- Material for the task
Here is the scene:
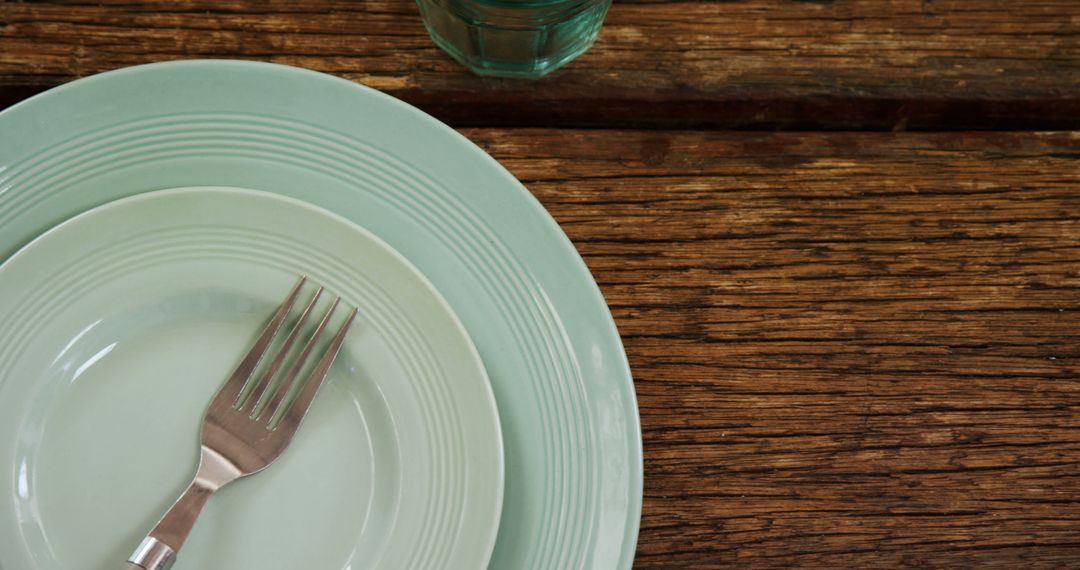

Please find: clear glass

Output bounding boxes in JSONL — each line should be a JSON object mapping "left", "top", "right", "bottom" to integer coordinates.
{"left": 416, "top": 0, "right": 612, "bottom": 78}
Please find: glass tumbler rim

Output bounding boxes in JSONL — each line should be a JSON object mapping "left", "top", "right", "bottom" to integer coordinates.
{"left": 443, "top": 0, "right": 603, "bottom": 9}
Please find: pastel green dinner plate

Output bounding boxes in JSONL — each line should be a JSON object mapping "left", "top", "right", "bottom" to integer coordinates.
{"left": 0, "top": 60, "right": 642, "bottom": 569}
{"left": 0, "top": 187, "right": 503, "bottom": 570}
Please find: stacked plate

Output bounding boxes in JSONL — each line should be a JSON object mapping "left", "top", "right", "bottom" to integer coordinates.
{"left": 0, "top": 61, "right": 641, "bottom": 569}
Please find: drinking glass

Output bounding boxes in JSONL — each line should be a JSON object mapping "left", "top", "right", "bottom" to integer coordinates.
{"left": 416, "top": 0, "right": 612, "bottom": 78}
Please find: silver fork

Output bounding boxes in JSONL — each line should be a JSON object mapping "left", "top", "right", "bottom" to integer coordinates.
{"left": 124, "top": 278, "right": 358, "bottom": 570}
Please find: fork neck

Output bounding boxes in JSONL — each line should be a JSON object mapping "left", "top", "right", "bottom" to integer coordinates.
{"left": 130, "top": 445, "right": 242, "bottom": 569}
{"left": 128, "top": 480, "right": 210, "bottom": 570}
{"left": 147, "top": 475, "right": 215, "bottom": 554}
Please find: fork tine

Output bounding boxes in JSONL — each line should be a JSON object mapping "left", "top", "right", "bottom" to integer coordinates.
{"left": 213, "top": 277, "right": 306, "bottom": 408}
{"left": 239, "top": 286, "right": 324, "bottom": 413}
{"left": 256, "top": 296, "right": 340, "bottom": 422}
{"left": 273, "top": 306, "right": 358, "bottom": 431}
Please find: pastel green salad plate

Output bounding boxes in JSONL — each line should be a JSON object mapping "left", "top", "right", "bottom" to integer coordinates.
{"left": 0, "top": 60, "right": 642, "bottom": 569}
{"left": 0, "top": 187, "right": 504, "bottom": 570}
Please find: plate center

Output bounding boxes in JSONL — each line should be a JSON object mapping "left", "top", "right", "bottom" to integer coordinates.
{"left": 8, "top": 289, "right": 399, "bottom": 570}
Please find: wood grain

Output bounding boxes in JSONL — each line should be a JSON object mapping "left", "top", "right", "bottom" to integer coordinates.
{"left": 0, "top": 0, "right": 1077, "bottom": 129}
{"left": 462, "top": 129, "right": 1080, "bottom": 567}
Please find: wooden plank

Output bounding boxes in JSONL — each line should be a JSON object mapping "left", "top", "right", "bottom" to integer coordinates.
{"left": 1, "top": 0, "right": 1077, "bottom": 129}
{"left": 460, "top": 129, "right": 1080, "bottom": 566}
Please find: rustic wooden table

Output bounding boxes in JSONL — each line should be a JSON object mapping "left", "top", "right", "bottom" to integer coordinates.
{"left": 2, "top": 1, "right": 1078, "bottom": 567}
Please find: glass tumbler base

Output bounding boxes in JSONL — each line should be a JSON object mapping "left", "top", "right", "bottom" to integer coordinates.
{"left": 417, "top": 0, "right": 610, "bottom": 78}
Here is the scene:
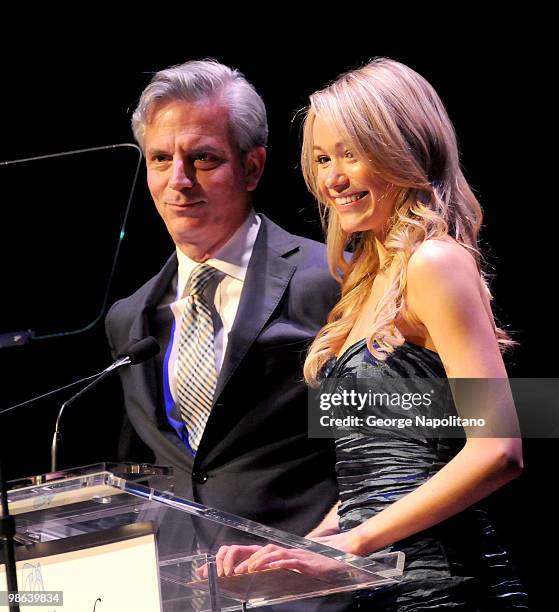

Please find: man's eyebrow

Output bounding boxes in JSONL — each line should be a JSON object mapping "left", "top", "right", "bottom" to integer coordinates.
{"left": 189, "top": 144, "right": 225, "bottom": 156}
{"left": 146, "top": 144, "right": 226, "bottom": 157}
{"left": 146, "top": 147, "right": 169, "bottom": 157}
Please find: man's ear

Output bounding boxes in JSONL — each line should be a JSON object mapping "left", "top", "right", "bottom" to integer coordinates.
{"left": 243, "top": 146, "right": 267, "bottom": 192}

- Activity
Look above for the line holding "Please find: fork tine". Print it and every line after it, exactly, through the line holding "Please find: wooden plank".

- Solution for this exercise
Please find: fork tine

Output bounding boxes in JSONL — each line should be a JSON object mapping "left", "top", "right", "bottom" to integer coordinates.
{"left": 213, "top": 277, "right": 306, "bottom": 408}
{"left": 239, "top": 286, "right": 324, "bottom": 413}
{"left": 256, "top": 296, "right": 340, "bottom": 422}
{"left": 273, "top": 306, "right": 358, "bottom": 431}
Please find: pastel green salad plate

Output bounding boxes in JSONL — each line should be a JSON object mapping "left", "top", "right", "bottom" to integer coordinates.
{"left": 0, "top": 60, "right": 642, "bottom": 569}
{"left": 0, "top": 187, "right": 504, "bottom": 570}
Please find: plate center

Output bounding boxes in JSONL — each line should be a JSON object mapping "left", "top", "right", "bottom" to integer coordinates.
{"left": 8, "top": 289, "right": 399, "bottom": 570}
Please find: wood grain

Output bounding boxes in JSONL — each line should be a JSON object mapping "left", "top", "right", "bottom" to integer coordinates.
{"left": 0, "top": 0, "right": 1077, "bottom": 129}
{"left": 462, "top": 129, "right": 1080, "bottom": 567}
Please find: wooden plank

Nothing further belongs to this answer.